And then immediately was swarmed by guilt.  How could I think that?  After two heartbreaking miscarriages and a difficult pregnancy complete with bed-rest and hospital stays, how could I not be elated that this precious boy was here and safe?

I cuddled Noah close to my chest and sat down in the glider, where we both cried until we fell asleep.  The next day, I was determined to find some answers.  Because I was not just suffering from the baby blues, and I did not have any other symptoms of post-partum depression.  No—I had narcolepsy and was suffering from extreme sleep deprivation.  I’d gone from sleeping sixteen hours in a day to maybe three or four.  And because I was determined to breast-feed, medicines were not an option.  I would have to find ways to cope non-pharmaceutically.

I browsed the internet.  Endlessly.  Searching for anyone on any forum who’d had experience parenting with narcolepsy—or any sleep disorder.  The results were disappointing.  All I could find were a few thin resources on parenting children with sleeping problems and a handful of desperate forum posts from exhausted mothers.
──────
- **Study questions**:
A) Using the narcolepsy account, explain why the narrator would have to find ways to cope without medicine.
B) In the narcolepsy account, what hardships did the narrator go through before the baby arrived?
C) Resume the narcolepsy account from the point where it stops.
The data has no connection to the narcolepsy account.

- **The data**:
──────
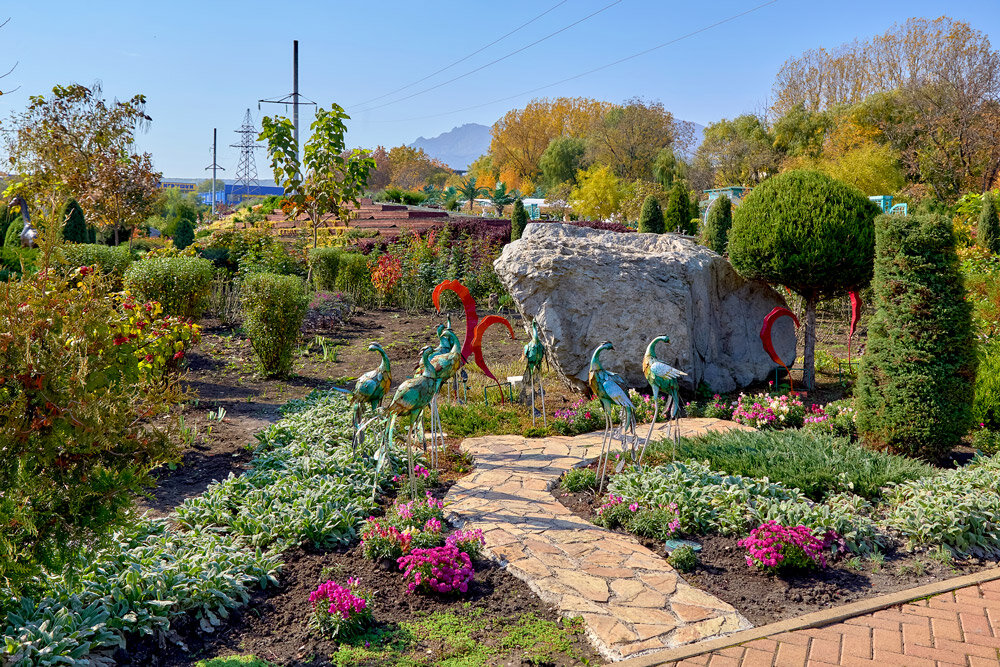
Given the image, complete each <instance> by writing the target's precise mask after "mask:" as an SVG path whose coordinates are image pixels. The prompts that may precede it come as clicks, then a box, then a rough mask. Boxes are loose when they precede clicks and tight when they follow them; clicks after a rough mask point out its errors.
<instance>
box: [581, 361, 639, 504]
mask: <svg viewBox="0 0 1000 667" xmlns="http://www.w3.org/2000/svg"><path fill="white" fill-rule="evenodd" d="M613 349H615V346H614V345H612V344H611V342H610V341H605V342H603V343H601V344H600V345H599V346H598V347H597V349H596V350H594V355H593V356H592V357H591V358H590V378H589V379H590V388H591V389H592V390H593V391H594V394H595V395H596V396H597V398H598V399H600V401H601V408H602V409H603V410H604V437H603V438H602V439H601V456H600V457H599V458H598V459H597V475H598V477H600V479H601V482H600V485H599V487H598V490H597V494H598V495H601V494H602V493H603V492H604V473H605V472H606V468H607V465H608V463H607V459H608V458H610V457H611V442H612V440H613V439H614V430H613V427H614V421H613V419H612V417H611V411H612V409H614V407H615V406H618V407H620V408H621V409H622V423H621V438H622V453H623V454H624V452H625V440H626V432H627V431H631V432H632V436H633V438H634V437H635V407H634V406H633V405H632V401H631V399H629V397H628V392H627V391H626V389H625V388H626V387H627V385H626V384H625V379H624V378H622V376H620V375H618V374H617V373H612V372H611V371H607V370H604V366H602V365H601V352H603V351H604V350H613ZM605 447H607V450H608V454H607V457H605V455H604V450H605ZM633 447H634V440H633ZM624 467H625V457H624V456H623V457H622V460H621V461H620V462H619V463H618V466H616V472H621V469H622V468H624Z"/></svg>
──────
- **Set of answers**:
A) The narrator was determined to breast-feed, so medicines were not an option.

B)
- Two heartbreaking miscarriages
- A difficult pregnancy
- Bed-rest
- Hospital stays

C)
So here’s my solution: I’m going to blog about my own experiences as a narcoleptic mother.  I’m hoping anyone who has answers, experiences, opinions, information on this somewhat esoteric lifestyle will comment with their advice.  And I want anyone with any type of sleeping disorder—not just narcolepsy—to chime in.  So all you with insomnia, hypersomnia, shift-related disorders, sleep apnea, sleep-walking or even restless legs syndrome or night bruxism—please feel free to share, even if you’re not yet a parent.

In the meantime, I’m going to explore different topics and strategies as they come up.  Hopefully, even if it’s just by reminding us that we’re not only, we can cobble together solutions to make the impossible a little easier.

One Response

  1. This might be your calling, with your abilities to write so eloquently and research so thoroughly you can help others with your condition. I never even thought to look on the internet for solutions when we were going through this with you.